#### [What you need to do]
Once you find the line with "positive clicks: (584, 382)" in the entries below, return exactly every line from it through the line with "136L423 287L469 363L502".

#### [Material provided]
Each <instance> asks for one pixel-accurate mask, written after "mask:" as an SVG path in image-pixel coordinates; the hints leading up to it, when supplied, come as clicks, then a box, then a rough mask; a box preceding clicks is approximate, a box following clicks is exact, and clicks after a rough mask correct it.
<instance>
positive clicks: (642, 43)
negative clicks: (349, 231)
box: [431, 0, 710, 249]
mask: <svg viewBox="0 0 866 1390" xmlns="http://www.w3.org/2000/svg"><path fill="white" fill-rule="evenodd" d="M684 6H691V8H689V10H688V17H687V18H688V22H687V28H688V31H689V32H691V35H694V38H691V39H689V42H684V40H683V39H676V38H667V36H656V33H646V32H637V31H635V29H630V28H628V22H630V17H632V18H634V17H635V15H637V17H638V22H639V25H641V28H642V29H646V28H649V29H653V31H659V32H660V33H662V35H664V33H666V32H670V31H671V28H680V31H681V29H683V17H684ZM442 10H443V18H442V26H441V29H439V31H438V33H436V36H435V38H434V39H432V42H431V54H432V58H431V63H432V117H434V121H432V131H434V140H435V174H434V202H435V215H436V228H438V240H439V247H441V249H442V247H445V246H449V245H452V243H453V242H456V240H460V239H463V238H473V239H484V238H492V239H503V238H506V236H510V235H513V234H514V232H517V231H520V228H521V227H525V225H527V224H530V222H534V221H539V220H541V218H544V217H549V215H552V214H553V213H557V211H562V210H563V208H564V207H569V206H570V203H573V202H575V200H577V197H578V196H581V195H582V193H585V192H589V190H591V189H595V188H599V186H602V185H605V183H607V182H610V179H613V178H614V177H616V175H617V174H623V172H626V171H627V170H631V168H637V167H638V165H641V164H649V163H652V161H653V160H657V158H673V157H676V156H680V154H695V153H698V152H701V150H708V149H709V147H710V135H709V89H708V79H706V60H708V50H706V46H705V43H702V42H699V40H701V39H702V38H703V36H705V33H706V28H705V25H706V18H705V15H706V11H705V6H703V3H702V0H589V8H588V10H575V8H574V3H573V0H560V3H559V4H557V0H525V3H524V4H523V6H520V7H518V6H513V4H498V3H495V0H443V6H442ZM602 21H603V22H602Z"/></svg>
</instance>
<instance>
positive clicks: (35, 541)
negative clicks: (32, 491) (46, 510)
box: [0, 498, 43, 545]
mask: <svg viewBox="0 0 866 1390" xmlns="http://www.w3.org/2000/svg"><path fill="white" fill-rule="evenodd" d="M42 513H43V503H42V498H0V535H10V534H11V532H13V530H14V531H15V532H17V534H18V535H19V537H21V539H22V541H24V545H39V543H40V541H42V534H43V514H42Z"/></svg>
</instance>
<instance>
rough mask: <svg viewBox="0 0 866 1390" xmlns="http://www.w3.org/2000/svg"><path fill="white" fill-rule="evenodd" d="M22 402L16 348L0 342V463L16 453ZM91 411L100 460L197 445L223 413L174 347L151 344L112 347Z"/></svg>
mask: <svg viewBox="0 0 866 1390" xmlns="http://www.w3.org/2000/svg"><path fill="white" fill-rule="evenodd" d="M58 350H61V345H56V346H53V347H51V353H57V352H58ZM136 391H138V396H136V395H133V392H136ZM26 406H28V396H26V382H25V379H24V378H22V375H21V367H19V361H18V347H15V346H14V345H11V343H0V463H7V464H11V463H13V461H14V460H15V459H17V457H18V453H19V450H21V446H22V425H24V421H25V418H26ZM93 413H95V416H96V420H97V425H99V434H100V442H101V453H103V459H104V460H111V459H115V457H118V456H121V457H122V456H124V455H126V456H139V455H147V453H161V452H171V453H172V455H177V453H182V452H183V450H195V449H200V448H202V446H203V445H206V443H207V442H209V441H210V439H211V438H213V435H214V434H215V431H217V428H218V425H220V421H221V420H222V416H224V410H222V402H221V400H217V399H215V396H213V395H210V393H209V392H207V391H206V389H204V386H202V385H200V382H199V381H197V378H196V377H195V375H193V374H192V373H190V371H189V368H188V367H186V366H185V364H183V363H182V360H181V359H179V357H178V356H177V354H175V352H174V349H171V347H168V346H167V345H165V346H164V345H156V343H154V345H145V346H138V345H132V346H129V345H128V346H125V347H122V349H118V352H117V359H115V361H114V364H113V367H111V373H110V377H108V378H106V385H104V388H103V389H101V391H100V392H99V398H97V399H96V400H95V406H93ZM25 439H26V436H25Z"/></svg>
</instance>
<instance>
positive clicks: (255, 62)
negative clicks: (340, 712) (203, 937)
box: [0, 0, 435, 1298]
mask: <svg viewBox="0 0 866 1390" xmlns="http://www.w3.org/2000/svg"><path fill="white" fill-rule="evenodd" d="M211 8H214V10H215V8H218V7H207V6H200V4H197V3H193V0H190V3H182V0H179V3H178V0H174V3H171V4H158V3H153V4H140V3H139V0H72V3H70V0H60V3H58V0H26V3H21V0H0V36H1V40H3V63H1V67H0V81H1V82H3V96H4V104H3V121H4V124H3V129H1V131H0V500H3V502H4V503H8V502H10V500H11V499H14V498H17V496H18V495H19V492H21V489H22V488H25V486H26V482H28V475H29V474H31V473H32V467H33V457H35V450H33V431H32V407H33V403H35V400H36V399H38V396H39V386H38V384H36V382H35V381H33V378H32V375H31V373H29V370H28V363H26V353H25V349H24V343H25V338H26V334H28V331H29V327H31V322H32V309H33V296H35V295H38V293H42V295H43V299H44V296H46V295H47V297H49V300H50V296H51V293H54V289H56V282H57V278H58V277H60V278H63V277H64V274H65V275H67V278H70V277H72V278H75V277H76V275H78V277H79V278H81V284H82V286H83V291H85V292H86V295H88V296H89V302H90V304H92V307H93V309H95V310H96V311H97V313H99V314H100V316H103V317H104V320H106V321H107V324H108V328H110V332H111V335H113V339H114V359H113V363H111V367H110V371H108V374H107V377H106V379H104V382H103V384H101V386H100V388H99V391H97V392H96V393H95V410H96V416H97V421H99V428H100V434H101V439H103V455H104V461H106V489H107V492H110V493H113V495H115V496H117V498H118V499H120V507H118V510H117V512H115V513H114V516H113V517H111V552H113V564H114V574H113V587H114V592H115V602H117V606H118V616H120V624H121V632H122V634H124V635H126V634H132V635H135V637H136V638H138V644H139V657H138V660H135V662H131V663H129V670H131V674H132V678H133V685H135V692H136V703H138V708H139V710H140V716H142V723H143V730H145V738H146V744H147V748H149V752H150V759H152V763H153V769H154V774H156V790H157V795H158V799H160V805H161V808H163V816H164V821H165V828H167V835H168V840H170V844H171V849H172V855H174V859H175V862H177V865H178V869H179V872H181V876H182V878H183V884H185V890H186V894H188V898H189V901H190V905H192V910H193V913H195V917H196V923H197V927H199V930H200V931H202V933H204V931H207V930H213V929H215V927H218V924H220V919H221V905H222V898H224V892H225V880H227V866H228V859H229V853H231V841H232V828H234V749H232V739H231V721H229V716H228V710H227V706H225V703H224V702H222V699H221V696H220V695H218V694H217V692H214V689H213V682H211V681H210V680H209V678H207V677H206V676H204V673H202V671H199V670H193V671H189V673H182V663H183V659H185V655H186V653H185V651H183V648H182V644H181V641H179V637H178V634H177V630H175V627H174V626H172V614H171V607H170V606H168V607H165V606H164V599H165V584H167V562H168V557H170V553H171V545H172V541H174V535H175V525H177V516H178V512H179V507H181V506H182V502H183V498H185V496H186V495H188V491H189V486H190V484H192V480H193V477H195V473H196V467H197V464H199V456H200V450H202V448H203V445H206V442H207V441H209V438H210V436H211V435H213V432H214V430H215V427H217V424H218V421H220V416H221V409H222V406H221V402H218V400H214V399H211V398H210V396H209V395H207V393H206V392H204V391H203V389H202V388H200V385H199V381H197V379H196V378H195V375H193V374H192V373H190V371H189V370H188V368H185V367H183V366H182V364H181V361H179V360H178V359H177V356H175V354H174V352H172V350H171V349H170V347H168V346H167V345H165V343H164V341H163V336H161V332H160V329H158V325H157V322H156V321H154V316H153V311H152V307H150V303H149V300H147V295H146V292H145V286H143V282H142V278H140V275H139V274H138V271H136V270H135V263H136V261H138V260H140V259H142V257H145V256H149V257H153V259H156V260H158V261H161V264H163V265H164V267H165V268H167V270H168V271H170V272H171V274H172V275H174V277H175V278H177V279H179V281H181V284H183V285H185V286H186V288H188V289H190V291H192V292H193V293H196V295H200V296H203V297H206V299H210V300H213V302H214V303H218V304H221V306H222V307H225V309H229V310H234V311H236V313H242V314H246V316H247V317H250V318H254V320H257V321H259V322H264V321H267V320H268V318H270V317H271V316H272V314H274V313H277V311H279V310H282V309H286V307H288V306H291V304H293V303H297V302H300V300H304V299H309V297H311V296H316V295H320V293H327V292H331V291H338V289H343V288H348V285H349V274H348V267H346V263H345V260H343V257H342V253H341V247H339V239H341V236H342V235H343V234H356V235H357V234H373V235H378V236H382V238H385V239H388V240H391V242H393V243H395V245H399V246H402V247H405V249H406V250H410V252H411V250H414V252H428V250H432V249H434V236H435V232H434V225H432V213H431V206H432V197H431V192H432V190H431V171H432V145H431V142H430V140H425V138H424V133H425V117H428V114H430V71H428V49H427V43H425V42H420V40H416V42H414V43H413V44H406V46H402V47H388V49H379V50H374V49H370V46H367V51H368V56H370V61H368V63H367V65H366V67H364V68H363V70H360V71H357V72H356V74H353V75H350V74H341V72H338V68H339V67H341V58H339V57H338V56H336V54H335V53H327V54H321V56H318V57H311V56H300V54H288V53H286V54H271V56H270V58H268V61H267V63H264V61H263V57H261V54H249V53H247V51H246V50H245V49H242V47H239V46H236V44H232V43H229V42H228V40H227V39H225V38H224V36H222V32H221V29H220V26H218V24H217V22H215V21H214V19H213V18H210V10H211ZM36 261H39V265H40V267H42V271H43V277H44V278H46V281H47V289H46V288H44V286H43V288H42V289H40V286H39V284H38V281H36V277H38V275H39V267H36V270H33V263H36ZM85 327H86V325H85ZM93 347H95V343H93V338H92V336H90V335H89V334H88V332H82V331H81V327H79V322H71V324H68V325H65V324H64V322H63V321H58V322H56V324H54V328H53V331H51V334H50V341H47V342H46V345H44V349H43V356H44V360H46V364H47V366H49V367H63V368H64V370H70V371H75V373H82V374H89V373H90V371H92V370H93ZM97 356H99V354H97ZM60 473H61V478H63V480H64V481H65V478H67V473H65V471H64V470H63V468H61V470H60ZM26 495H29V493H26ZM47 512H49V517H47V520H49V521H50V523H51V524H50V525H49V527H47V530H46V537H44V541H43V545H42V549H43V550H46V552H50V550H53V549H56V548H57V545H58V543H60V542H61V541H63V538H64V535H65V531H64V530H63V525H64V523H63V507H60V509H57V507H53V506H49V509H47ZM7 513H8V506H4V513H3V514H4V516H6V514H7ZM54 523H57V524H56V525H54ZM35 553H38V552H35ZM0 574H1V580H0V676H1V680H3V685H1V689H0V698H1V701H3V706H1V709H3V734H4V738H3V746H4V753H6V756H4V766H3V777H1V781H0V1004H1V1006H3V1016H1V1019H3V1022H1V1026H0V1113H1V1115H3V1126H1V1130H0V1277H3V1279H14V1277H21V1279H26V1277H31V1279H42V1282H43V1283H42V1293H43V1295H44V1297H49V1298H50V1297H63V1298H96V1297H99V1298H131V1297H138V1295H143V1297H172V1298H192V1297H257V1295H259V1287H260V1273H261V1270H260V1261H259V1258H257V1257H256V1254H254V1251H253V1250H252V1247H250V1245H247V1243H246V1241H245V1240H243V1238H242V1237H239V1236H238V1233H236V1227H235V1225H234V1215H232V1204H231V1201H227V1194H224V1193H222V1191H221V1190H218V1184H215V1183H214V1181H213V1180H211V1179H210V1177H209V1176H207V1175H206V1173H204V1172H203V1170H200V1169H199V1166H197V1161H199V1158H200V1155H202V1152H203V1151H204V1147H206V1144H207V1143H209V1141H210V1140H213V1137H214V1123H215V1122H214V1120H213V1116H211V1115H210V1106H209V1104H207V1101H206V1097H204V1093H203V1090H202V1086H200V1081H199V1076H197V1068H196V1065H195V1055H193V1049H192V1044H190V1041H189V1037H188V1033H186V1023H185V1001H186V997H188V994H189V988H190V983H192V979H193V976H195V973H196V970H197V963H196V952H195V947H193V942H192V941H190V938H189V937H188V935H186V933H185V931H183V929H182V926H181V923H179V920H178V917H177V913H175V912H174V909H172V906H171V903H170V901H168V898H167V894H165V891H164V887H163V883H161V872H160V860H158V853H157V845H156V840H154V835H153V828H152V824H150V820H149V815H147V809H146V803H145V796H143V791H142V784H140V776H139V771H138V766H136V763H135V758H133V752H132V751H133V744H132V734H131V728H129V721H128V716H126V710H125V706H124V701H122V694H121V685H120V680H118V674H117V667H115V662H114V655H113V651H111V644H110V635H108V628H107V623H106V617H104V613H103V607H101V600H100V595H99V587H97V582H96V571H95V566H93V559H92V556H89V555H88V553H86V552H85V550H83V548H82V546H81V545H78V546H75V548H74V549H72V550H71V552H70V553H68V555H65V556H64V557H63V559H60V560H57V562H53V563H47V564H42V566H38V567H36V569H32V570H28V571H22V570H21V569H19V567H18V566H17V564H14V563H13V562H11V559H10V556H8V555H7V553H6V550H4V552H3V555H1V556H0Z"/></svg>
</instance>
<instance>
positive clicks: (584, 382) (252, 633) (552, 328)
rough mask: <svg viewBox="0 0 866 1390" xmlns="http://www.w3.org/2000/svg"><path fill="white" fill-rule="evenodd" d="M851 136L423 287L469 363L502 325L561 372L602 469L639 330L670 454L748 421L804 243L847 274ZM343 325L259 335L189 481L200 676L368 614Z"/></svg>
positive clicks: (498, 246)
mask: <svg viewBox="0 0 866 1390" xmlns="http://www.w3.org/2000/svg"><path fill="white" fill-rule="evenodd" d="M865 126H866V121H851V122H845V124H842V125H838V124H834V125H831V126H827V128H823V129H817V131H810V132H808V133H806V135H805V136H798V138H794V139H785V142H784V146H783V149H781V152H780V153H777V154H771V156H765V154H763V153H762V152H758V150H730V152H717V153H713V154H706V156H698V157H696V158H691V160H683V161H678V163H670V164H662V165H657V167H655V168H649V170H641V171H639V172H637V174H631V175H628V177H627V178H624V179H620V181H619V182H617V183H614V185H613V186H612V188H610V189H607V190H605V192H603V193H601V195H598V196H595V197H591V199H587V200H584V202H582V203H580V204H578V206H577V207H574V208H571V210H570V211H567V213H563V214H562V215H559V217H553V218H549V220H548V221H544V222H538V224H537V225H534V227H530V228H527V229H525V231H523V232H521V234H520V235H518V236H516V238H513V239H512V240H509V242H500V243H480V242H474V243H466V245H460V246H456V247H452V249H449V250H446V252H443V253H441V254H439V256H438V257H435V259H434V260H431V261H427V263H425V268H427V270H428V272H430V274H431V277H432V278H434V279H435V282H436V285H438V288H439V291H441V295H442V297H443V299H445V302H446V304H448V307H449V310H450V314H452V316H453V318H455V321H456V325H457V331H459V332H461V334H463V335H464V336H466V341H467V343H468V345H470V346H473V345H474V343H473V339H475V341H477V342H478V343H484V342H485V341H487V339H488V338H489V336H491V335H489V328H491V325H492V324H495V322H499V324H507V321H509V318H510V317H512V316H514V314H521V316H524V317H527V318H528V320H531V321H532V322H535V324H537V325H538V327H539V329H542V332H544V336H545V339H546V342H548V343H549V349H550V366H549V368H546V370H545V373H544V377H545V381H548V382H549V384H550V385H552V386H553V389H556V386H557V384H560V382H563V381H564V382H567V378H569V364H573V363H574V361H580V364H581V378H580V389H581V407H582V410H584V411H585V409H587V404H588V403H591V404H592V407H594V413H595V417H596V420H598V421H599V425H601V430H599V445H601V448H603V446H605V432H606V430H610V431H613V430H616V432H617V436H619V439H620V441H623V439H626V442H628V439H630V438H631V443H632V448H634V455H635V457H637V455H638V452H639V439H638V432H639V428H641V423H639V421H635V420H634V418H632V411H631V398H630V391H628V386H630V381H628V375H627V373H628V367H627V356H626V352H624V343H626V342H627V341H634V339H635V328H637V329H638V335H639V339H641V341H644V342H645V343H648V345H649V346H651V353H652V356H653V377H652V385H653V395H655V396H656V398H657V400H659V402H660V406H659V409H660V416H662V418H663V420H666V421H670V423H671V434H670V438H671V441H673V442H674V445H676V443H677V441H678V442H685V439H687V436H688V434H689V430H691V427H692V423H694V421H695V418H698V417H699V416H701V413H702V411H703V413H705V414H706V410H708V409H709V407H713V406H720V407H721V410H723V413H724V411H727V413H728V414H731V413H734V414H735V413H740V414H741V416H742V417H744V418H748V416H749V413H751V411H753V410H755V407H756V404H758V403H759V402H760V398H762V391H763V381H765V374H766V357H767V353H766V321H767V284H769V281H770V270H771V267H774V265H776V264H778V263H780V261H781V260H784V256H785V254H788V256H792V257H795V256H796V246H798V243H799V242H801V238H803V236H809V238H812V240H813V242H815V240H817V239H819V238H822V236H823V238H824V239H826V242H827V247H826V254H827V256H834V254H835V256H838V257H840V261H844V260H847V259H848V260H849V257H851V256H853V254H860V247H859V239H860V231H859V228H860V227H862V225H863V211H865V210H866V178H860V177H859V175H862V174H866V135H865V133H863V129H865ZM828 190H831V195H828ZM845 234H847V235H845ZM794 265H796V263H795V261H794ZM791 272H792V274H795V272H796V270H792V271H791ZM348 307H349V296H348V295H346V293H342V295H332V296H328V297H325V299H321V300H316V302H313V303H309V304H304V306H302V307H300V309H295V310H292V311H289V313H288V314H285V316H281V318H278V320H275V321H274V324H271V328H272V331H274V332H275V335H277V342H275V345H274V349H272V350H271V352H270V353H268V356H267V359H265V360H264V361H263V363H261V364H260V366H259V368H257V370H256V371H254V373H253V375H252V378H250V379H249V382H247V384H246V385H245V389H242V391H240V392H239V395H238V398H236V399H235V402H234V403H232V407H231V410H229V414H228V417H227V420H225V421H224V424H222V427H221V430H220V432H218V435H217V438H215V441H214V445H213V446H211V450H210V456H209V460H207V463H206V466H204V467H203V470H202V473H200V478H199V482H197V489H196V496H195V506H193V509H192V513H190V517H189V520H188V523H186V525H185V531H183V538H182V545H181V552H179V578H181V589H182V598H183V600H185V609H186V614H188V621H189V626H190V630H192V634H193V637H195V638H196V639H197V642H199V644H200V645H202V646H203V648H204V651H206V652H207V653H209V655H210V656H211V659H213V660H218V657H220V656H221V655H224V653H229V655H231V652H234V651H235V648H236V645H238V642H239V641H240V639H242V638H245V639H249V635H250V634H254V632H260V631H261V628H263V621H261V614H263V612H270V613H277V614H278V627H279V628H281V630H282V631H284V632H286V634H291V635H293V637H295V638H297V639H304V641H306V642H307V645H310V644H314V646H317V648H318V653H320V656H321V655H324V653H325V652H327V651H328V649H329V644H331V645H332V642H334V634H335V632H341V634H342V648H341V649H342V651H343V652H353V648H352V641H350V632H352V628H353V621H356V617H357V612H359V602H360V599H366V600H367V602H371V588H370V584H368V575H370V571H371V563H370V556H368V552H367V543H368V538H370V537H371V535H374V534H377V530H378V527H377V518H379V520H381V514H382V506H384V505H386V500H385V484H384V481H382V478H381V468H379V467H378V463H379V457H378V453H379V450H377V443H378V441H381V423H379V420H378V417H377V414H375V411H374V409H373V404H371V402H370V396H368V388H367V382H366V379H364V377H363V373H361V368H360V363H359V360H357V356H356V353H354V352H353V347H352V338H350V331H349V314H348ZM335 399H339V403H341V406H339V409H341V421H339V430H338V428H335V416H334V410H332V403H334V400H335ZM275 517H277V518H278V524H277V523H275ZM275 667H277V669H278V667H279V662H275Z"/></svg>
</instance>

#### [Exercise output]
positive clicks: (584, 382) (252, 633) (552, 328)
rough mask: <svg viewBox="0 0 866 1390" xmlns="http://www.w3.org/2000/svg"><path fill="white" fill-rule="evenodd" d="M851 136L423 287L469 363L502 325L561 372L602 469L639 330L670 454L748 421L804 243L847 274ZM343 325L259 335L189 481L200 676L368 614Z"/></svg>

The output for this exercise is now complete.